▸ SELECTED EXCERPT
- - - -
A full featured, enterprise grade rust MCP SDK

Installation
Run this command in your terminal to add the MCP server to Claude Code.
Run in terminal:
Command
claude mcp add --transport stdio epistates-turbomcp docker run -i epistates/turbomcp

How to use

TurboMCP is a production-ready Rust SDK for building MCP servers with zero-boilerplate development and progressive enhancement. It enables you to define servers using procedural macros, automatically generate JSON schemas from function signatures, and expose multiple transports such as STDIO, HTTP/SSE, WebSocket, and more depending on the feature flags you enable. The library emphasizes type-safe handlers, context injection, and a rich toolkit for building scalable MCP-enabled services. To get started, you typically create a Rust project, add turbomcp as a dependency, and implement a server using the provided #[server] and #[tool] attributes, then run the server with your chosen transport preset (e.g., stdio for quick tests or full for production-ready transport coverage).

How to install

Prerequisites:

  • Rust 1.89.0+ (Edition 2024)
  • Rust toolchain (rustup recommended)

Step 1: Install Rust

Step 2: Create a new Rust project (if you don’t have one)

  • cargo new turbomcp-server
  • cd turbomcp-server

Step 3: Add turbomcp to your Cargo.toml

[dependencies]
turbomcp = "3.0.0-beta.5"
tokio = { version = "1", features = ["full"] }

Step 4: Build and run

  • cargo build
  • cargo run

If you prefer to quickly generate a production-ready server, you can also pull a ready-to-run example or use the package directly in a project and enable the desired feature presets (default, full, full-stack, network) in your Cargo.toml.

Additional notes

Tips and considerations:

  • Feature presets control which MCP transports and capabilities are compiled in. Use default for STDIO-only development, and full/full-stack for production-grade transports and context features.
  • OAuth 2.1 authentication (auth) is available as a feature; enable it if your deployments require secure client authentication.
- - - -
▸ INPUT DATA
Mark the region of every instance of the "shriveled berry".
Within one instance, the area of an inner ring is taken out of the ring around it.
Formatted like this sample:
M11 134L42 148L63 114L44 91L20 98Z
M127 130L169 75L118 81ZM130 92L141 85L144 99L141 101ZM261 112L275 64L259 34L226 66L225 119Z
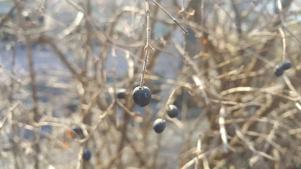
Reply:
M153 128L156 132L160 133L164 131L166 127L166 121L162 118L158 118L153 123Z
M277 66L274 72L276 76L279 77L283 74L284 70L281 66Z
M167 108L167 114L170 118L175 118L178 116L179 111L178 107L173 104L170 104Z
M146 87L136 87L133 91L133 100L140 107L146 106L150 102L152 93L150 90Z
M281 65L283 70L287 70L290 69L291 67L291 63L289 62L284 62Z
M125 89L119 89L116 90L116 97L119 99L125 99L126 97L127 90Z
M91 155L92 154L91 153L91 151L89 149L87 148L84 149L83 152L83 159L84 159L84 160L87 161L89 160L90 158L91 158Z

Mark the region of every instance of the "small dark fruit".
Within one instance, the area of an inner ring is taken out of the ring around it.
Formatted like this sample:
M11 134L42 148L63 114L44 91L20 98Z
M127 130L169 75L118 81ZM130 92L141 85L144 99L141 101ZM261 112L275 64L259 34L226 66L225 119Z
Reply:
M170 104L167 108L167 114L170 118L175 118L178 116L179 111L178 107L173 104Z
M83 132L83 130L81 129L80 127L77 126L76 125L72 125L71 126L71 128L74 132L75 132L77 134L84 134L84 132Z
M162 118L158 118L155 120L153 124L153 128L156 132L160 133L164 131L166 127L166 121Z
M136 87L133 91L133 100L140 107L146 106L150 102L152 93L150 90L146 87Z
M274 72L275 75L277 77L279 77L283 74L284 72L284 70L283 69L281 66L277 66L276 67L276 69L275 69L275 72Z
M287 70L290 69L291 67L291 63L289 62L284 62L281 65L283 70Z
M83 158L84 160L87 161L91 158L91 151L88 149L85 148L83 152Z
M119 89L116 91L116 97L119 99L125 99L126 97L127 90L125 89Z

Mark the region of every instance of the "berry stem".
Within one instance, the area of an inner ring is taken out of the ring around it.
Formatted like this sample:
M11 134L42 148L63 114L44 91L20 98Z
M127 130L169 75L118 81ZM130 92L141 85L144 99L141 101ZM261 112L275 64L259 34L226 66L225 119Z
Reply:
M283 56L282 56L282 63L285 60L286 57L286 42L285 40L285 33L283 30L285 28L284 26L284 18L283 17L283 10L282 7L282 4L280 0L277 1L277 7L279 10L279 16L281 21L281 26L279 28L279 32L281 34L281 37L282 39L282 48L283 48Z
M146 64L148 60L149 55L149 50L154 50L154 48L150 46L150 26L149 26L149 18L150 16L150 10L149 10L149 5L148 5L148 0L144 0L145 4L145 13L146 14L146 45L144 49L145 56L143 63L143 69L142 70L142 76L141 76L141 81L140 81L140 87L143 87L144 82L144 76L146 72Z

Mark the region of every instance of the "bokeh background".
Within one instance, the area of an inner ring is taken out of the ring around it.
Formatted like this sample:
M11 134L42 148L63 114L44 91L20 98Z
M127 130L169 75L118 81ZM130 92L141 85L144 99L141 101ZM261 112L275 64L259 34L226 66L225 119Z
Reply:
M144 1L0 0L1 168L301 167L301 1L148 1L140 107Z

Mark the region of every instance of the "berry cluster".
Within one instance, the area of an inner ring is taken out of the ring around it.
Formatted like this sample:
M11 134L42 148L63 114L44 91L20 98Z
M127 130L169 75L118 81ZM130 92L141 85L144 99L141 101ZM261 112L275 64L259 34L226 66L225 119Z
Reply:
M176 117L179 114L178 108L173 104L170 104L168 106L167 112L167 115L168 115L170 118ZM153 128L155 131L157 133L161 133L164 131L165 127L166 127L166 121L161 118L155 120L153 124Z
M289 62L283 62L281 65L277 66L275 69L275 76L277 77L282 76L284 73L284 71L289 69L291 67L291 63Z

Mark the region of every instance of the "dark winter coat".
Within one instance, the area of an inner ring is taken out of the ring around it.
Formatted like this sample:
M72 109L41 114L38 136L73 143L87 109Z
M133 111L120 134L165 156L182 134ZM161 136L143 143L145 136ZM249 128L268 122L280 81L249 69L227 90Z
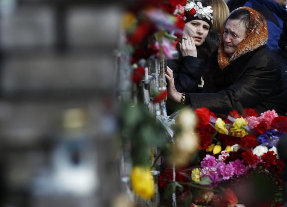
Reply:
M207 107L222 114L252 108L259 113L274 109L286 115L286 92L268 47L265 45L243 55L222 70L217 56L216 51L204 73L204 93L187 94L186 104L194 108Z
M273 0L249 0L244 4L264 16L267 22L268 41L266 44L271 50L278 48L278 40L282 33L283 19L286 11Z
M201 80L202 68L215 48L213 44L206 41L197 48L197 57L183 57L178 47L179 58L168 60L167 63L173 71L175 86L178 91L192 93L201 91L203 85Z

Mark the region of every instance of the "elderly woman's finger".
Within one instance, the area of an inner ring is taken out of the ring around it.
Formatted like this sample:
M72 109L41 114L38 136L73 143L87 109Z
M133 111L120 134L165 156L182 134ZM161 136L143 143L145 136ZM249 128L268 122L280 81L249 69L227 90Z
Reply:
M184 38L186 39L186 35L184 34L183 35L183 37ZM181 39L181 45L182 45L182 47L183 48L185 48L186 46L185 42L184 41L185 40L184 39Z

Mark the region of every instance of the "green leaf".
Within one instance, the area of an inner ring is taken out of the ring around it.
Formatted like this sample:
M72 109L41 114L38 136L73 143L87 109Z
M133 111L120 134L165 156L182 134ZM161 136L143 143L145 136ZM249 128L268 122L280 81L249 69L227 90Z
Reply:
M184 189L184 188L183 186L177 182L174 182L174 183L175 185L175 186L177 187L178 190L181 192L183 191L183 190Z
M172 182L169 184L165 188L164 197L166 199L171 196L172 194L175 192L176 188L176 187L174 182Z
M212 183L210 179L208 177L204 177L201 179L198 183L199 184L206 185Z

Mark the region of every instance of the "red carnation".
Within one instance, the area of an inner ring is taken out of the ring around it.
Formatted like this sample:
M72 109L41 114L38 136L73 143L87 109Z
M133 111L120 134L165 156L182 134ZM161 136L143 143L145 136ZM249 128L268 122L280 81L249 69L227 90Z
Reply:
M169 0L170 4L175 7L179 4L184 6L186 3L186 0Z
M258 113L255 112L255 110L253 109L245 109L244 112L245 113L245 115L243 116L244 118L246 118L247 116L258 116Z
M144 69L142 67L139 66L134 70L132 76L134 83L138 83L143 80L144 76Z
M261 121L253 129L253 131L256 134L265 133L268 129L267 124L264 121Z
M180 169L180 172L182 171ZM170 182L161 180L161 179L164 179L172 181L173 180L173 173L172 169L166 169L164 170L160 175L158 176L158 185L159 187L165 188L170 183ZM178 182L184 182L186 180L183 175L178 173L177 171L175 171L175 181Z
M203 149L206 150L211 144L212 140L211 137L216 130L210 124L199 124L197 126L197 130L201 147Z
M268 151L263 154L261 158L265 163L265 165L268 168L271 164L276 165L276 155L273 151Z
M258 157L256 155L253 154L250 149L241 154L241 156L243 158L244 162L246 164L254 164L257 161Z
M176 21L175 22L175 25L181 30L183 30L185 25L185 22L183 19L180 17L176 16Z
M135 29L135 30L128 38L129 41L133 45L140 43L151 31L152 25L146 22L142 22Z
M210 114L209 109L206 107L196 109L194 111L200 124L206 125L209 123Z
M256 137L254 135L247 135L241 138L239 145L246 146L248 148L254 147L259 144Z
M240 142L241 138L233 137L223 134L218 134L218 140L221 143L221 146L225 148L226 146L232 146Z
M287 132L287 118L283 116L275 117L272 120L271 126L272 128L283 132Z
M167 91L166 90L155 96L153 100L152 100L152 103L154 104L158 103L163 100L165 100L167 97Z
M240 118L240 115L236 110L233 110L229 112L229 115L235 118Z
M193 8L190 11L184 12L184 15L187 19L190 19L193 17L193 16L194 16L196 13L196 11L194 9L194 8Z
M239 149L237 150L237 152L230 152L229 153L229 156L225 160L225 163L228 163L230 162L235 161L236 159L242 160L241 154L245 151L242 149Z

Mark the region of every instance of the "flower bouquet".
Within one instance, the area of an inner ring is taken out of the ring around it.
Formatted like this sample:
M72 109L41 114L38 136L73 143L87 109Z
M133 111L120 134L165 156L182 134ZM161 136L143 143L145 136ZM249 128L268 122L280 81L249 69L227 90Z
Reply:
M287 132L287 118L250 109L227 116L205 108L195 112L199 150L175 179L167 168L159 176L165 198L173 185L178 206L283 206L284 163L277 146Z

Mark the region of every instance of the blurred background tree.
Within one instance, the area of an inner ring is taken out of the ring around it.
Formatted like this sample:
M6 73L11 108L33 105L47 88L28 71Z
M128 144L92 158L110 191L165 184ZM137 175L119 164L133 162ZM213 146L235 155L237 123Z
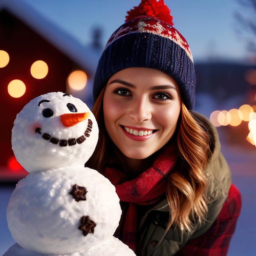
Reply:
M248 51L256 56L256 0L236 0L239 7L235 12L236 30Z

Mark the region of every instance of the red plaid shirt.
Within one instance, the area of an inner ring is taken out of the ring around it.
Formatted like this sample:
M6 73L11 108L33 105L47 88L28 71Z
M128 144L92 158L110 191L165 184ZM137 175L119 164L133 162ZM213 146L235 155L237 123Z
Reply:
M241 195L232 184L219 216L203 235L188 241L175 256L225 256L241 207Z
- - - -
▸ EXERCISE REQUIREMENTS
(1) According to the TurboMCP page, which feature preset should be used for STDIO-only development?
(2) From the TurboMCP page, write out the passage between "Additional notes" and "and context features.", inclusive.

▸ SOLUTIONS TO EACH TASK
(1) The default preset.

(2)
Additional notes

Tips and considerations:

  • Feature presets control which MCP transports and capabilities are compiled in. Use default for STDIO-only development, and full/full-stack for production-grade transports and context features.